==== Excerpt provided

# Jet dust collection Vortex Cone



## woodnthings (Jan 24, 2009)

Jet has a new idea...not really explained in detail here, but possibly a retrofit or DIY when it comes out?
http://www.finewoodworking.com/item/36209/jets-new-spin-on-dust-collection-the-vortex-cone :blink: bill


----------



## xphnmn (Dec 7, 2009)

woodnthings said:


> Jet has a new idea...not really explained in detail here, but possible a retrofit or DIY when it comes out?
> http://www.finewoodworking.com/item/36209/jets-new-spin-on-dust-collection-the-vortex-cone :blink: bill


 
Bill, When it's available, look on Jet's website for the parts breakdown of that model. Even if they don't offer it as a retrofit kit you may be able to just buy the collector ring from them and replace yours with it. Just looking at the pictures of how it's set up in that article though, I wonder how effective it really is despite the pictures they show of the filters..


----------



## woodnthings (Jan 24, 2009)

*Jet and HF collector mod*

This guy, Vaughn, just put his Thein mod inside of the existing collector...pretty cool! :thumbsup: bill
http://www.cgallery.com/smf/index.php?topic=145.msg819#msg819


----------



## xphnmn (Dec 7, 2009)

woodnthings said:


> This guy, Vaughn, just put his Thein mod inside of the existing collector...pretty cool! :thumbsup: bill
> http://www.cgallery.com/smf/index.php?topic=145.msg819#msg819


 
Wow! What a great idea! I emailed him with a couple of questions like the thickness of the hardboard (hard to tell from the pics )and I'm wondering if instead of standoffs if L brackets evenly spaced around the perimeter of the collector ring would also work. Sure would be easier than making standoffs and trying to locate holes on the hardboard to screw into them.


----------



## xphnmn (Dec 7, 2009)

*Jet vortex cone and Thien separator*

Woodnthings and I have been having some private messages about these 2 subjects. He suggested I add it to the forum in case anyone might benefit from it. Here it is:

_Hi Bill.

========
==== Dataset extract

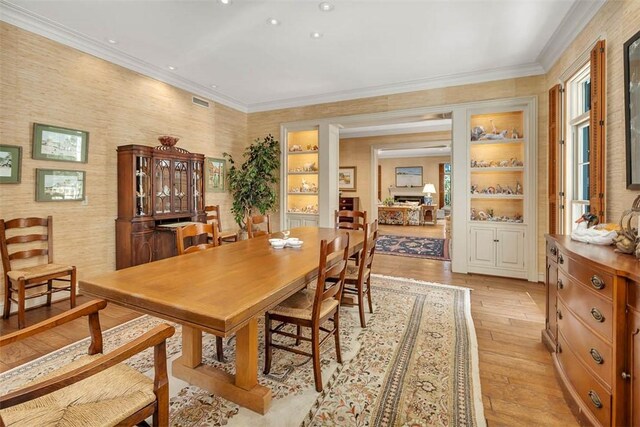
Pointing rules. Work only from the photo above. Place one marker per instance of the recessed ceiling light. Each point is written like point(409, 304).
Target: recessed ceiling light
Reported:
point(325, 6)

========

▶ [Required work]:
Reproduce the part of the dust collection thread between "# Jet dust collection" and "possibly a retrofit or DIY when it comes out?", inclusive.

▶ [Exercise solution]:
# Jet dust collection Vortex Cone



## woodnthings (Jan 24, 2009)

Jet has a new idea...not really explained in detail here, but possibly a retrofit or DIY when it comes out?